● **PAGE TEXT**
○ ○ ○
The International Drug War

Drug production, trafficking and consumption affects every country in the world. Despite forty years of US-led international drug control efforts that prioritize eradication of production, interdiction of traffic, and criminalization of consumption, overall drug production, trafficking and consumption have remained consistently steady.

Even in cases where eradication programs have lowered levels of production in one country, production is simply pushed into another country – this phenomenon is known as the “balloon effect”.

This was the case in the 1980s and 1990s with coca production in Peru, Colombia and Bolivia and with opium production in Burma and Afghanistan. The resilience of the global drug market has led to drug trafficking becoming the world’s primary revenue source for organized crime and the illicit drug industry now accounts for an estimated $320 billion dollars annually.

Drug Laws and Drug Enforcement Around the World

Drug laws vary widely from country to country. Some nations embrace various elements of a harm reduction approach, in which drug laws are set and evaluated with the goal of reducing the harm of drugs and drug policies.

Afghanistan

In Afghanistan, illicit opium production is so lucrative that establishment of a stable, non-corrupt central government is proving nearly impossible. International efforts to stop Afghan farmers from growing opium have fallen flat because the well-resourced Taliban can provide for farmers in a way the government cannot.

Latin America

In Latin America, which has been brutalized for decades by the US-led drug war, momentum is currently building to explore less punitive measures that would reduce the economic, social and human costs of the war on drugs. Uruguay became the first country to legalize marijuana in December 2013.

Latin America is a crucial geographic zone for drug production and trafficking. The Andean countries of Colombia, Peru and Bolivia are the world’s main cocaine producers, while Central America, Mexico and the Caribbean have become the principal corridors for transporting drugs into the United States and Europe.

As a result, the countries of the region have suffered various consequences of drug trafficking and US-led eradication and interdiction efforts. In production countries, these include environmental and community damage from forced eradication of coca crops such as aerial spraying and the funding of guerrilla insurgent groups through illicit crop cultivation and sale, most notably, FARC in Colombia and the Shining Path in Peru.

Throughout the entire region, in both drug production and trafficking areas, there has been an upsurge of violence, corruption, impunity, erosion of rule of law, and human rights violations caused by the emergence of powerful organized crime groups and drug cartels.

Mexico’s drug war has turned incredibly violent in recent years, resulting in tens of thousands of deaths. Law enforcement attempts to put cartels out of business by arresting key figures have led not to the demise of the drug trade, but to bloody struggles for control. With prohibition propping up drug prices, it is inevitable that the drug trade will continue, no matter how risky or violent it gets.
○ ○ ○
● **INFORMATION PROVIDED**
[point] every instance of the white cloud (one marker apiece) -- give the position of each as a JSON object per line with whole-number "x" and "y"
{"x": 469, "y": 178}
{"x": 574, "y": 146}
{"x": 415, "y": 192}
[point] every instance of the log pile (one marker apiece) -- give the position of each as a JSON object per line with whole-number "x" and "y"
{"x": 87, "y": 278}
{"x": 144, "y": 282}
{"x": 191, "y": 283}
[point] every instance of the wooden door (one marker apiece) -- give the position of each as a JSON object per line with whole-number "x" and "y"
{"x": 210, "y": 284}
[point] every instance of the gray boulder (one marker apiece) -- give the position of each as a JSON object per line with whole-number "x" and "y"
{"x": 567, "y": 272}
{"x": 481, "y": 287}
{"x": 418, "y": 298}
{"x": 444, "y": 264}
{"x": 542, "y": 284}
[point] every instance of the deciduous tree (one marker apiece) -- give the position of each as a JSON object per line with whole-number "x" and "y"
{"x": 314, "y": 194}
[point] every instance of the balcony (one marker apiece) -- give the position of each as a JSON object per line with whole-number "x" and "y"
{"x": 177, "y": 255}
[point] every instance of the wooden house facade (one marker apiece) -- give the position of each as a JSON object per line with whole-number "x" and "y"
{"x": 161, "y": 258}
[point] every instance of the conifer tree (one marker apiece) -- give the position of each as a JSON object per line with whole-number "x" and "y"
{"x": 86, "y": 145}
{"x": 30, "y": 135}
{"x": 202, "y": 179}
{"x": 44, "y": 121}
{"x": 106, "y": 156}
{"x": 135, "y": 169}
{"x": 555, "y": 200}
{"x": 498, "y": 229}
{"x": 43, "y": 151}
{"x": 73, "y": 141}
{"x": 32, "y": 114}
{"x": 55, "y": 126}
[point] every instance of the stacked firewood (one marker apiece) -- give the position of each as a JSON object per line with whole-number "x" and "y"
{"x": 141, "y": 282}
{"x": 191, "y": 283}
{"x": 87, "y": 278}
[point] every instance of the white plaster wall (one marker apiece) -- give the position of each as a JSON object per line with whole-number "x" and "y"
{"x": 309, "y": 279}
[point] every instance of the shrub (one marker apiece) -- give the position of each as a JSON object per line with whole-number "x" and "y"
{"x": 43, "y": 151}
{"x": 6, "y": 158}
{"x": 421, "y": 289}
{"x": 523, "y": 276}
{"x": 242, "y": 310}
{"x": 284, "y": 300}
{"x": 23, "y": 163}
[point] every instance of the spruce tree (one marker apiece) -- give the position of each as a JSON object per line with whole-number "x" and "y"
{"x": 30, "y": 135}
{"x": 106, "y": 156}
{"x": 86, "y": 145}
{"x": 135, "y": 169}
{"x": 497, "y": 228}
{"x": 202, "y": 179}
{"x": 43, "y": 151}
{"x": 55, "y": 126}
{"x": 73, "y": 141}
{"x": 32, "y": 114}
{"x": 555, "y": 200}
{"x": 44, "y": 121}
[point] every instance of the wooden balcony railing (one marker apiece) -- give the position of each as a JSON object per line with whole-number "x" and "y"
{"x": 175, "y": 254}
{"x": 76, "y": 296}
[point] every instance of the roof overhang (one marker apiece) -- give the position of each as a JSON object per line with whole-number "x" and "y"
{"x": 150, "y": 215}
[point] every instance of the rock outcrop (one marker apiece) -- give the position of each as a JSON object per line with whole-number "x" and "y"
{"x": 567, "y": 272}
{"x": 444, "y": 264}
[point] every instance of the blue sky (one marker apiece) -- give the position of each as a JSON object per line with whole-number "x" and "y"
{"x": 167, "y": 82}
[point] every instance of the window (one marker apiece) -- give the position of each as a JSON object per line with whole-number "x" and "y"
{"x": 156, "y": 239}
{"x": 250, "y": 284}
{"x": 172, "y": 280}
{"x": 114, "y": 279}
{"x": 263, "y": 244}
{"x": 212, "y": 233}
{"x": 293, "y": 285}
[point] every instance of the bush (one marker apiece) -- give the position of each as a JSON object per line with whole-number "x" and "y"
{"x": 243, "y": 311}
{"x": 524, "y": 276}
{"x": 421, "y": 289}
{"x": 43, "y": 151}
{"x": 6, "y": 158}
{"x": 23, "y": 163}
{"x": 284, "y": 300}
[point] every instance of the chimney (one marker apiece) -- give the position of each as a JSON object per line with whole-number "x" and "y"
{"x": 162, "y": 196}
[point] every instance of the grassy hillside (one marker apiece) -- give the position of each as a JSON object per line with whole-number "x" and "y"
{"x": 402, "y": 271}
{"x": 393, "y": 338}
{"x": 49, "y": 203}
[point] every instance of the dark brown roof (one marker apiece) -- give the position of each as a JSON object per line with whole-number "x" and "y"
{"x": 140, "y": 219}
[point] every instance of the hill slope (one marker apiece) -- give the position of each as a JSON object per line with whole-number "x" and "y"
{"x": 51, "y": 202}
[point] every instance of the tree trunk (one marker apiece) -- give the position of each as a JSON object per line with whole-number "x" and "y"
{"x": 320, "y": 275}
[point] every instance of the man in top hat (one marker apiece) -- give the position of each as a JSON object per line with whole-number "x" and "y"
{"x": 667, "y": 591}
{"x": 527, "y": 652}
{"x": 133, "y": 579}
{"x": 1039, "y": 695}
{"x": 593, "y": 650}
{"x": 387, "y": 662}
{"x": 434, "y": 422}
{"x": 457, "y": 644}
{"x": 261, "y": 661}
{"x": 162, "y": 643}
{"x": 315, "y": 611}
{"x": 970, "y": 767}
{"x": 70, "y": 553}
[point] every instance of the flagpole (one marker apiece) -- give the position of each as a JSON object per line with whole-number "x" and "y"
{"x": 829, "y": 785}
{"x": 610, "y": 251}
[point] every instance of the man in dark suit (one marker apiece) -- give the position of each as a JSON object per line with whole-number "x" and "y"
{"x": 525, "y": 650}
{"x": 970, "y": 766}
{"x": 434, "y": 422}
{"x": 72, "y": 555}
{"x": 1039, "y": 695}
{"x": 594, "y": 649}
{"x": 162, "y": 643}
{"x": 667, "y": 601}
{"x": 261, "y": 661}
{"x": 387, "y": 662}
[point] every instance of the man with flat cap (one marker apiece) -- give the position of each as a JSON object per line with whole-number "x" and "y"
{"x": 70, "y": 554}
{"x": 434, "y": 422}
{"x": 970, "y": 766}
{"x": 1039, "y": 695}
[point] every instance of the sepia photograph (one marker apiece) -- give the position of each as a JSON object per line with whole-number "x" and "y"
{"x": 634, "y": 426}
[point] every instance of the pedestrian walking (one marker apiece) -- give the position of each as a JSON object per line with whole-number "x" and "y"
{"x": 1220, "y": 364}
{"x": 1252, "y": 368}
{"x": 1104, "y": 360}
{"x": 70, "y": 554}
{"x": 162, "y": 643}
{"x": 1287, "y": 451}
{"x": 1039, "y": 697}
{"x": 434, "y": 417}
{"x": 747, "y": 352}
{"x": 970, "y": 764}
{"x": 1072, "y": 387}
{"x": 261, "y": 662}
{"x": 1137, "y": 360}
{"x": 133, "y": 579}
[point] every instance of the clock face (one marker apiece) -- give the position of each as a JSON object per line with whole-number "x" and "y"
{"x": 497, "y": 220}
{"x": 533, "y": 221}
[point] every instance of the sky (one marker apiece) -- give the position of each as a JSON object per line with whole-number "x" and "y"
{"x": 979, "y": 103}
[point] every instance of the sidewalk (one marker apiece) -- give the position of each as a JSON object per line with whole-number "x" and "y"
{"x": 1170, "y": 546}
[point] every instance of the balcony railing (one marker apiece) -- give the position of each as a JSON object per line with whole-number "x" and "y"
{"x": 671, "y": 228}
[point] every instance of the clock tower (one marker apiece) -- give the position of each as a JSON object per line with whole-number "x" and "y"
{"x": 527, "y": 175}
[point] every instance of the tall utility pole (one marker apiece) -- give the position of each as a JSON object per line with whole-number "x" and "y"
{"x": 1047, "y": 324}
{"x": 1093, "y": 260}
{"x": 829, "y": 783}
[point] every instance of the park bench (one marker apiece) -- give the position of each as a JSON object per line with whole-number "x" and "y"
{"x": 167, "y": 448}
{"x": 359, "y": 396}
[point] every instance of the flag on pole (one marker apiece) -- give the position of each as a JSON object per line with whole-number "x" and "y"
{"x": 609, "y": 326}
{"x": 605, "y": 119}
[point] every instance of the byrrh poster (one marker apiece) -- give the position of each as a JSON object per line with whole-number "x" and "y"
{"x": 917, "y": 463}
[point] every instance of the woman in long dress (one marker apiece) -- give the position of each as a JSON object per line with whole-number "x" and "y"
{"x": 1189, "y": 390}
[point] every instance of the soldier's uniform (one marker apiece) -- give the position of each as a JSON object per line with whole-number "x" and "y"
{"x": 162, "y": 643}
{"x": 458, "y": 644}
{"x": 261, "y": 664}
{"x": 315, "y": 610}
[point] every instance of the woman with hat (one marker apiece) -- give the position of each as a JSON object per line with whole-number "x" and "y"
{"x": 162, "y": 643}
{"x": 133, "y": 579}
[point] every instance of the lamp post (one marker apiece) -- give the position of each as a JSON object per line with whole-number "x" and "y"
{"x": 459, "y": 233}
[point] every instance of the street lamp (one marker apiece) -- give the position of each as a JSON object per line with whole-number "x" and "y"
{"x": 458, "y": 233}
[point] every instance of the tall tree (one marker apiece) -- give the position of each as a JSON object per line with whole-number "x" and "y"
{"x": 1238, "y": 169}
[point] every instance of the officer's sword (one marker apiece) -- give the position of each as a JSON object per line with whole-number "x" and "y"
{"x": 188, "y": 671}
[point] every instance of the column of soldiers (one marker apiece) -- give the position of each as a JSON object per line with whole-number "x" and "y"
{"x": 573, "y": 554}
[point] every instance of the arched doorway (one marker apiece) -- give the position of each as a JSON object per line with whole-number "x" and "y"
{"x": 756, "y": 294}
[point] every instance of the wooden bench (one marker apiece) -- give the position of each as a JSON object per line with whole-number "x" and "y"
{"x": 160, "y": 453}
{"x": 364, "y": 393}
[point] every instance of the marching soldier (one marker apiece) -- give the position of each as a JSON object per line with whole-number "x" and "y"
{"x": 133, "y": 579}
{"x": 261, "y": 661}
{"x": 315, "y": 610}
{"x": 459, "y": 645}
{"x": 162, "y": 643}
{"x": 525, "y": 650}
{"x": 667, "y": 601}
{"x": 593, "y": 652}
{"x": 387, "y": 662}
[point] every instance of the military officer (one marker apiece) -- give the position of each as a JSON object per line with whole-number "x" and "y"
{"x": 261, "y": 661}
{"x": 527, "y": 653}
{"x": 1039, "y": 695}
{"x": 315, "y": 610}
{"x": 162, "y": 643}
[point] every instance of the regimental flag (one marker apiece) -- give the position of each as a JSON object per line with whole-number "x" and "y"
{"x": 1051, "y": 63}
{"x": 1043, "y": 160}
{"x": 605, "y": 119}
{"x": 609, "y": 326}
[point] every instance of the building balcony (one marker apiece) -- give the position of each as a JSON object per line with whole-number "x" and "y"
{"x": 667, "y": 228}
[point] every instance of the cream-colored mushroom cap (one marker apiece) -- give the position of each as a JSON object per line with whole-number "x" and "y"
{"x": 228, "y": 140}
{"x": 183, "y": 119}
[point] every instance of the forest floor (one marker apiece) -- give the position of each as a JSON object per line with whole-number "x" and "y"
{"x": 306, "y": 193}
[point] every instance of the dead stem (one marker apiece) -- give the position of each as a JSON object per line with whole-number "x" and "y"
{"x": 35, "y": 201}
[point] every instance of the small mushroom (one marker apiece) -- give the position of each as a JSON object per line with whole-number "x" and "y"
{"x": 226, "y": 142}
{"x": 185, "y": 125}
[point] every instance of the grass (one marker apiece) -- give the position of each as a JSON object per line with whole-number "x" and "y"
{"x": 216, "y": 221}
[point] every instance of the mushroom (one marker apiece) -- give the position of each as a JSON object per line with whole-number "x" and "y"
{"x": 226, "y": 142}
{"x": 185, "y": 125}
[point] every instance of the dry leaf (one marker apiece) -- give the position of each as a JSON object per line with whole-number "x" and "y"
○ ○ ○
● **QUESTIONS ON THE MATERIAL**
A: Please copy the drug war text word for word from "Latin America is" to "Path in Peru.".
B: According to the drug war text, which country became the first to legalize marijuana, and in what month and year?
The data is separate material from the drug war text.

● **TASK-BY-TASK RESULTS**
A:
Latin America is a crucial geographic zone for drug production and trafficking. The Andean countries of Colombia, Peru and Bolivia are the world’s main cocaine producers, while Central America, Mexico and the Caribbean have become the principal corridors for transporting drugs into the United States and Europe.

As a result, the countries of the region have suffered various consequences of drug trafficking and US-led eradication and interdiction efforts. In production countries, these include environmental and community damage from forced eradication of coca crops such as aerial spraying and the funding of guerrilla insurgent groups through illicit crop cultivation and sale, most notably, FARC in Colombia and the Shining Path in Peru.

B: Uruguay, in December 2013.